(Source extract begins)

The analysis identified unique rules to identify three sandy soils with low EMI and low γ-emission: (1) sand with ECa <20 mSm-1 and γ-Tc<213, (2) sandy earth with ECa 20-87 mSm-1 and γ-K < 6.5 counts and (3) deep sandy duplex with ECa 20-87 mSm-1 and gamma 40K > 6.5 counts (Figure 1). At the other extreme of soil texture, the CART analysis identified a unique rule for a clay soil: high ECa >173 mSm-1, high γ-Tc > 213 but low γ-Th < 9 counts. The unique rule for a loam is medium ECa <133 mSm-1 high γ-Tc > 460. The loamy earth shares the medium ECa between <133 mSm-1 of a loam but has lower γ-Tc <460 of which γ-K counts >33. Both the shallow sandy duplex and shallow loamy duplex are identified using multiple rules (Figure 1). This suggests that the observed classification of the soil fails to distinguish differences in mineralogy, clay content and actual depth to texture contrast within a soil type. CART analysis identified different geophysical properties within these soil types leading to distinct rules to distinguish between them. Finer texture or shallower depth to texture contrast occurs as we move from left to right of the decision tree.

Because of the arbitrary and qualitative nature of soil type characterisation commonly used in WA, CART performed better when similar soil types were aggregated into to a higher level of classification than the 9 soil types observed. The group of sandy soils characterised by low EMI and γ-ray emission values classified as sand, sandy earth and deep sandy duplex are well identified as a group. This group has 35 members (22 deep sandy duplex, 7 sand and 6 sandy earth) and 86% of the members are correctly allocated to this group (Table 1) using the rule EMI < 87 mSm-1 and γ-Tc <213. This low EMI and low gamma rule for sandy soils is the same as that derived from expert knowledge and limited samples (Wong et al., 2010). Within this group of sandy soils, sand is mostly identified as sand but is sometimes confused with deep sandy duplex and sandy earth. Similarly sandy earths are identified as sandy earth but are sometimes confused for sand or deep sandy duplex. Deep sandy duplex was classified correctly on 73% of occasions, and this was higher than any other individual soil type. However, confusion occurs with another sandy soil (sandy earth), another sandy duplex (shallow sandy duplex) and shallow loamy duplex and loamy earth. Part of the confusion arises from arbitrary definition of soil type: a deep sandy duplex has its texture contrast at 30-80 cm. If this contrast occurs at > 80 cm, the soil is classified as deep sand and if it occurs at < 30 cm, it is classified as shallow sandy duplex. The problem is essentially one of using a high resolution digital soil sensing technique with coarse resolution arbitrary soil classification where depth intervals of 30-80 cm is acceptable but a difference of 1 cm can change the classification of a soil. In spite of this shortcoming, areas with low EMI < 87.0 mSm-1 and low γ-Tc <213 can reliably be described as deep sandy soils.

(Source extract ends)

Check your understanding |
a: In the soil classification text, why did CART perform better when similar soil types were aggregated into a higher level of classification? Answer in one to three sentences.
b: According to the soil classification text, what percentage of the sandy soil group's members were correctly allocated to that group?
The records have no connection to the soil classification text.

(Given data begins)

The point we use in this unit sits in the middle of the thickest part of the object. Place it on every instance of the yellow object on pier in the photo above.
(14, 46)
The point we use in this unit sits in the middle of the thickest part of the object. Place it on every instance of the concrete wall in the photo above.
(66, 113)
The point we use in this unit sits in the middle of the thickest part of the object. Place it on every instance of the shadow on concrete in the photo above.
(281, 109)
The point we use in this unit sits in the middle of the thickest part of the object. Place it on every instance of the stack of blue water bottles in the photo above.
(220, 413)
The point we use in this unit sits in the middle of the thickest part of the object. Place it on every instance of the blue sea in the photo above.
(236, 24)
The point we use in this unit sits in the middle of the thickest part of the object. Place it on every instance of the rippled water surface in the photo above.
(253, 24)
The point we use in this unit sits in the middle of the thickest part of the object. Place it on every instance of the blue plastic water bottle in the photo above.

(Given data ends)
(Given data begins)

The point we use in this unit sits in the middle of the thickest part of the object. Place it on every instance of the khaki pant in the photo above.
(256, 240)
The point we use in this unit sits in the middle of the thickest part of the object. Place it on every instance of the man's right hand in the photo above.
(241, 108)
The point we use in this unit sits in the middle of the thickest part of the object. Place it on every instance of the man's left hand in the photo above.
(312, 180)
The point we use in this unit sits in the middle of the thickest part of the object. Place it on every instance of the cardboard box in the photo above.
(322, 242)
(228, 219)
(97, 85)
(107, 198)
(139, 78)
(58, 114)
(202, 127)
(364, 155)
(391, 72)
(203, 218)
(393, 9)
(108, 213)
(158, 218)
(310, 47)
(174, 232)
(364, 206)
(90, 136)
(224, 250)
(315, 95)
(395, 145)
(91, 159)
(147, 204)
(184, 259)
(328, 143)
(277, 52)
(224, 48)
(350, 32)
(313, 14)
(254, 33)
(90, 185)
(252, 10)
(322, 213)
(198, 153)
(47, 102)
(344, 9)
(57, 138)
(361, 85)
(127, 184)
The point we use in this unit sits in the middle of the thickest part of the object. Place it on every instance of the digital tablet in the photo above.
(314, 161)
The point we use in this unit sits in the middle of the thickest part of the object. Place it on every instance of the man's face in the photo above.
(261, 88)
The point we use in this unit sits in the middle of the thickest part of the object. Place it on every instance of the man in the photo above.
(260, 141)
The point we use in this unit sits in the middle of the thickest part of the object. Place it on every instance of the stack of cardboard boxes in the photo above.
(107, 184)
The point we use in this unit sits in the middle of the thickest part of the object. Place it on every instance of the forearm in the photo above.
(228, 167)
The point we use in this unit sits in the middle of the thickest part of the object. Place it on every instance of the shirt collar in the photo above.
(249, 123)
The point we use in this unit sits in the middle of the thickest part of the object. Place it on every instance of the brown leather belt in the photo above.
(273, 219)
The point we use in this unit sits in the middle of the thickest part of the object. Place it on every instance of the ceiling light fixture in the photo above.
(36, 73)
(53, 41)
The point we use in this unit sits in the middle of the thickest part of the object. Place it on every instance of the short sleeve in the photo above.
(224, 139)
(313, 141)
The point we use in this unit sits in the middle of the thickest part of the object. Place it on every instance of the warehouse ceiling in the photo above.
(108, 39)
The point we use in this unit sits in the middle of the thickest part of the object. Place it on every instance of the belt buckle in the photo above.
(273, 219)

(Given data ends)
(Given data begins)

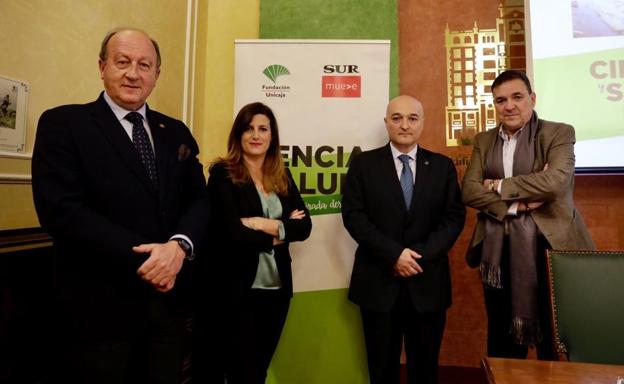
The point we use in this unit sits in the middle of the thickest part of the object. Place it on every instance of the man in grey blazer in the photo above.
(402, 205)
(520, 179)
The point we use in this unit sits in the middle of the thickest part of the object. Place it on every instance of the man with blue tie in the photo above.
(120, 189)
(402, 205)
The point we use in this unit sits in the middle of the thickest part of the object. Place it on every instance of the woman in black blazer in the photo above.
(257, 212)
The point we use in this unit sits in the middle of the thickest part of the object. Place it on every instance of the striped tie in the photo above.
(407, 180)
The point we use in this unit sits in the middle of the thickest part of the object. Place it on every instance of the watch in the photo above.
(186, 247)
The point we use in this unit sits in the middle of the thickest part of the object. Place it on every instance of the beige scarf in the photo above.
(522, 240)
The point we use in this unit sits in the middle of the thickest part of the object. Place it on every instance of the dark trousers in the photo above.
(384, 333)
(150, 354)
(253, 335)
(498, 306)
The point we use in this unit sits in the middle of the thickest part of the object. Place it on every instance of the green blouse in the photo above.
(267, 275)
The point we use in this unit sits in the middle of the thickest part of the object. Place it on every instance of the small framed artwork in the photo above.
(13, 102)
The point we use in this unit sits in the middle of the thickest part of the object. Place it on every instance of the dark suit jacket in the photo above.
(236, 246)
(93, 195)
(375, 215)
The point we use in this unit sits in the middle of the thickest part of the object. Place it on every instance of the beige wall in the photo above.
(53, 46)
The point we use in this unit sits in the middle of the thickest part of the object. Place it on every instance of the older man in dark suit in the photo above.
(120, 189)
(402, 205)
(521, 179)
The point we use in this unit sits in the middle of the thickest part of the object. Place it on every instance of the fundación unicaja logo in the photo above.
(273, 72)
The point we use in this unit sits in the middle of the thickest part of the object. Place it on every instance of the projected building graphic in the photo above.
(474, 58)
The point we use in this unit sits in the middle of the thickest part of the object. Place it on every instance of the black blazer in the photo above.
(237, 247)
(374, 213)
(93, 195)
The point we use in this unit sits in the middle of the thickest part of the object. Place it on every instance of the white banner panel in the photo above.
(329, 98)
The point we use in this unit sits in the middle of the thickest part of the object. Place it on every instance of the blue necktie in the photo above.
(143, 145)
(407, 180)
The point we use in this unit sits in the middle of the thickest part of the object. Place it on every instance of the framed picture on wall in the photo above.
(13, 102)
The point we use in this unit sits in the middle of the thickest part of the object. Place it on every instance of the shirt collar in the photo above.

(Given data ends)

Answers by task |
a: CART performed better with aggregated soil types because the soil type characterization commonly used in WA is arbitrary and qualitative. The 9 observed soil types were therefore less reliable to classify individually than broader groups of similar soils.

b: 86% of the members were correctly allocated.